- YOUR OBJECTIVE: Gather every row below that contains the string "pavement", matching case exactly, and copy each one out.

◇ ◇ ◇ ◇

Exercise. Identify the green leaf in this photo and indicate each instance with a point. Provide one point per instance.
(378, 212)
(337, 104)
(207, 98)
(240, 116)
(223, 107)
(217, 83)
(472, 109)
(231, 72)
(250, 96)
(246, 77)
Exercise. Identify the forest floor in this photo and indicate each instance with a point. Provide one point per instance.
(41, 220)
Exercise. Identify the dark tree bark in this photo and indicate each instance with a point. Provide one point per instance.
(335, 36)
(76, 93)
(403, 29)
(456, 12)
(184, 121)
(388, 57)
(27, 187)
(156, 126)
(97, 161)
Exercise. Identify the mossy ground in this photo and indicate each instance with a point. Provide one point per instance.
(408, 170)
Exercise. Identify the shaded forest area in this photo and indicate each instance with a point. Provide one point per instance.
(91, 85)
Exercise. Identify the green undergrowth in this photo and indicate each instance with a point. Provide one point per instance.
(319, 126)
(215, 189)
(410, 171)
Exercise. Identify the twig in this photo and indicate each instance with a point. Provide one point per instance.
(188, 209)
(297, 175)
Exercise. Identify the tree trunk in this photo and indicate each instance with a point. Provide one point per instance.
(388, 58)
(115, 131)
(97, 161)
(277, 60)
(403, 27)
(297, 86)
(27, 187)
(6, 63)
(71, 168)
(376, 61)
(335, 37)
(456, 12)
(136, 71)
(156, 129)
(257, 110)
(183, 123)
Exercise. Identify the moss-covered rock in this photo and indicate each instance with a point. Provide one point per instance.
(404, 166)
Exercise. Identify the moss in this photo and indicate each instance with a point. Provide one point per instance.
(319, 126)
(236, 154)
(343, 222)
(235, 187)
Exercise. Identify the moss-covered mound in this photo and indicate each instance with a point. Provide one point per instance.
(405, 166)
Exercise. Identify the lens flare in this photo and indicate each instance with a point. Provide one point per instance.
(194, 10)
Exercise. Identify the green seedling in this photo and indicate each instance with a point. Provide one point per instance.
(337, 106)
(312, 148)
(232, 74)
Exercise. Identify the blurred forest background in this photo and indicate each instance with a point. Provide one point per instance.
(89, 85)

◇ ◇ ◇ ◇

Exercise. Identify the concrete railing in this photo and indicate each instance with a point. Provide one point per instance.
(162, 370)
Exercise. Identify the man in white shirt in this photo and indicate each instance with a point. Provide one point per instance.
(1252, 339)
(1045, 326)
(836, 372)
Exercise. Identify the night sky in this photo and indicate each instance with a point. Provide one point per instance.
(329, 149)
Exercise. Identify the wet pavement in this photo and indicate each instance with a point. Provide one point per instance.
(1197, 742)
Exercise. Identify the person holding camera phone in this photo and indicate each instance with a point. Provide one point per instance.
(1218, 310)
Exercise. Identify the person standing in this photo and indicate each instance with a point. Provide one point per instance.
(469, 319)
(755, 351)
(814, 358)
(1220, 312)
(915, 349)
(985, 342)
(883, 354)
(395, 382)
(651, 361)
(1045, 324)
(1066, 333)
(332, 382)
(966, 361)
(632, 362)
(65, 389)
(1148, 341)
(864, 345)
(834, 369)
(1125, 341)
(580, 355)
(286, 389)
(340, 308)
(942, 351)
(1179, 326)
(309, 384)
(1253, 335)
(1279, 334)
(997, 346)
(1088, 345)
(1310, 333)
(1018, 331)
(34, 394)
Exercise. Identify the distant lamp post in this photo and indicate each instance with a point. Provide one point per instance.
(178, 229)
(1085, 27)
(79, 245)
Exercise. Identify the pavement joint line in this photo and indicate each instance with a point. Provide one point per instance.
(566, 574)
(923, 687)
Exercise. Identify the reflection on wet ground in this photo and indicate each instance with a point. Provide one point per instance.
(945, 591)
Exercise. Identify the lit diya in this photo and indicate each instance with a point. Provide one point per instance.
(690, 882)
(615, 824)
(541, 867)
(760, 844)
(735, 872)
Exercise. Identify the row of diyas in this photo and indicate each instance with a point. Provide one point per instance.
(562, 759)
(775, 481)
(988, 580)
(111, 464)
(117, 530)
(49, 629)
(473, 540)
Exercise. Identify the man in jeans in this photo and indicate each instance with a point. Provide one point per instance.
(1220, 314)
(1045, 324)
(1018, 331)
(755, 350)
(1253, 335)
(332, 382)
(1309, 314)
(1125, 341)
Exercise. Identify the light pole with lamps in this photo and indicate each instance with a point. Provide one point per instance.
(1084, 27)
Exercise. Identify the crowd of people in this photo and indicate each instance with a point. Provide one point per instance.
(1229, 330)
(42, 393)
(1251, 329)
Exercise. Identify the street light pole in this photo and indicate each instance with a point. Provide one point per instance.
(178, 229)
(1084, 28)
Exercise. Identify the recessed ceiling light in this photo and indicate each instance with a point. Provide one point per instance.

◇ ◇ ◇ ◇

- EXPECTED ANSWER:
Exercise. Identify the wet pavement in this photo and indicate each instance with a point. Provide one point per instance.
Exercise. Identify the pavement joint line in this photo and indicate each instance with a point. Provide one point per instance.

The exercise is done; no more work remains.